## Page extract
-----

A partnership is a popular business model where two or more individuals join together to run a business, sharing profits, losses, and responsibilities. In this model, each general partner is jointly and severally liable for the company’s obligations, which makes trust and cooperation among partners essential. This article outlines the rights, obligations, and conditions for becoming a general partner in a partnership, as well as the legal framework governing these relationships under the 2020 Enterprise Law.
1. What is a General Partner?
A general partner is a co-owner of a partnership, and at least two members are required to form such a business. These members must use their personal assets to guarantee their responsibilities to the company and are jointly and severally liable for any debts or financial obligations arising from the company’s business activities.
2. Rights of General Partners
According to Article 181, Clause 1 of the 2020 Enterprise Law (No. 59/2020/QH14), the rights of general partners in a partnership are as follows:
2.1. Economic Rights
- Request the company to compensate for losses arising from business activities, provided the losses were not caused by the partner’s personal mistakes.
- Receive profits in proportion to their capital contribution or as agreed in the company’s charter.
- In case of company dissolution or bankruptcy, receive their share of remaining assets, according to their capital contribution, unless otherwise specified in the company’s charter.
- Other rights according to the Enterprise Law and company charter.
2.2. Management, Information, and Other Rights
- Participate in discussions, meetings, and voting on company matters. Each general partner has one vote, or more as specified by the company’s charter.
- Represent the company in business activities, negotiate and sign contracts, and make agreements that benefit the company.
- Use the company’s seal and assets for business purposes. If a partner advances their own money to carry out business, they can request reimbursement along with market interest on the amount advanced.
- Request information regarding the company’s business status, including inspecting assets, tax reports, accounting records, and other documents.
- If a general partner dies, their heirs are entitled to their share in the company after deducting any debts. The heirs may become a general partner if approved by the other members.
- Other rights under the Enterprise Law and the company charter.
Additionally, there are certain restrictions on the rights of general partners outlined in Article 180 of the 2020 Enterprise Law:
- A general partner must not be the owner of a sole proprietorship; must not be a general partner of another partnership unless it is accepted by the other general partners.
- General must not, in their own names or others’ names, do business in the same business lines as those of the partnership for personal gain or to serve the interests of another organization or individual.
- A general partner must not transfer part or all of his/her stake in the company to another organization or individual unless it is accepted by the other general partners.
3. Obligations of General Partners
According to Article 181 of the 2020 Enterprise Law, the obligations of general partners are as follows:
3.1. Management obligations
- Manage and operate the business carefully, honestly, and ensure the maximum legal benefits for the company.
- Ensure the company’s operations comply with the law, the company charter, and resolutions of the member council; any violations causing damage to the company require the partner to compensate for the loss.

-----

## Source excerpt
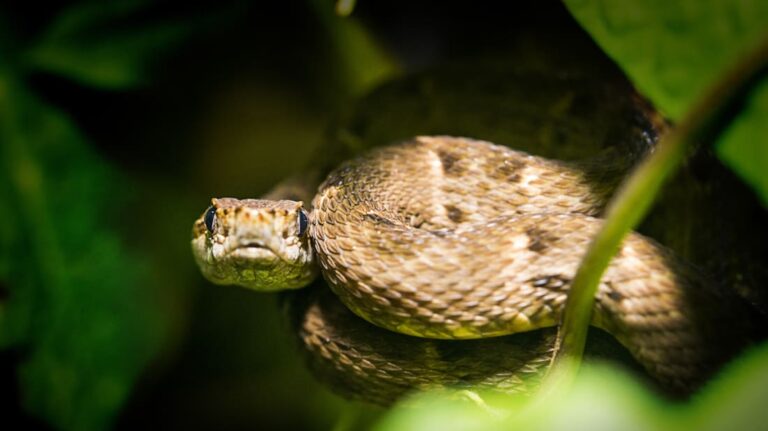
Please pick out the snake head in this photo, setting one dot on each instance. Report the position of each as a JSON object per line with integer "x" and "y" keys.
{"x": 254, "y": 243}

-----

## The tasks
a - In the article on general partners, which article of the 2020 Enterprise Law sets out restrictions on the rights of general partners?
b - Return the passage of the article on general partners from "- Other rights under" up to and including "organization or individual.".
c - Carry the article on general partners forward from its last sentence.
The listing has no connection to the article on general partners.

## Answers in order
a - Article 180

b -
- Other rights under the Enterprise Law and the company charter.
Additionally, there are certain restrictions on the rights of general partners outlined in Article 180 of the 2020 Enterprise Law:
- A general partner must not be the owner of a sole proprietorship; must not be a general partner of another partnership unless it is accepted by the other general partners.
- General must not, in their own names or others’ names, do business in the same business lines as those of the partnership for personal gain or to serve the interests of another organization or individual.

c -
3.2. Financial obligations
- Return any money or assets received on behalf of the company, and compensate for any losses caused by misappropriating company funds.
- Be jointly liable for the company’s debts if its assets are insufficient to cover them.
- Bear losses proportional to their capital contribution or as agreed in the company charter when the company incurs a loss.
3.3. Other obligations
- Do not use the company’s assets for personal gain or the benefit of other organizations or individuals.
- Provide accurate and honest monthly reports on the company’s business status and share information about their personal business activities when required.
- Fulfill other obligations as outlined in the Enterprise Law and the company charter.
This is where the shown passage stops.